[Excerpts from a detection dataset]
= = =
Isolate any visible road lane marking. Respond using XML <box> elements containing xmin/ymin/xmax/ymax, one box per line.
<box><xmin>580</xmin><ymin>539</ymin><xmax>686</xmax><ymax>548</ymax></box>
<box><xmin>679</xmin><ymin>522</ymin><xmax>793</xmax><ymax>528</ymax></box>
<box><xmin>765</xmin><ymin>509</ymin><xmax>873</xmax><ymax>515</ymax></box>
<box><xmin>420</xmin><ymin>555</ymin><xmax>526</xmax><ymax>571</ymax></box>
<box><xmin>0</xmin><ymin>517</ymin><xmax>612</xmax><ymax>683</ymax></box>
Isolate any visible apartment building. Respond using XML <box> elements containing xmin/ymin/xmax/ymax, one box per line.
= = =
- AIM OF THE EXERCISE -
Return every entry above verbatim, line for line, with nothing changed.

- RESPONSE FOR THIS EXERCISE -
Isolate any visible road lane marking. Respond using XML <box> elements containing xmin/ymin/xmax/ymax, one box per line.
<box><xmin>580</xmin><ymin>539</ymin><xmax>686</xmax><ymax>548</ymax></box>
<box><xmin>679</xmin><ymin>522</ymin><xmax>793</xmax><ymax>528</ymax></box>
<box><xmin>765</xmin><ymin>509</ymin><xmax>873</xmax><ymax>515</ymax></box>
<box><xmin>420</xmin><ymin>555</ymin><xmax>526</xmax><ymax>571</ymax></box>
<box><xmin>0</xmin><ymin>517</ymin><xmax>612</xmax><ymax>683</ymax></box>
Isolate any visible apartment building. Respond using XML <box> elements containing xmin/ymin/xmax/ymax, one box per line.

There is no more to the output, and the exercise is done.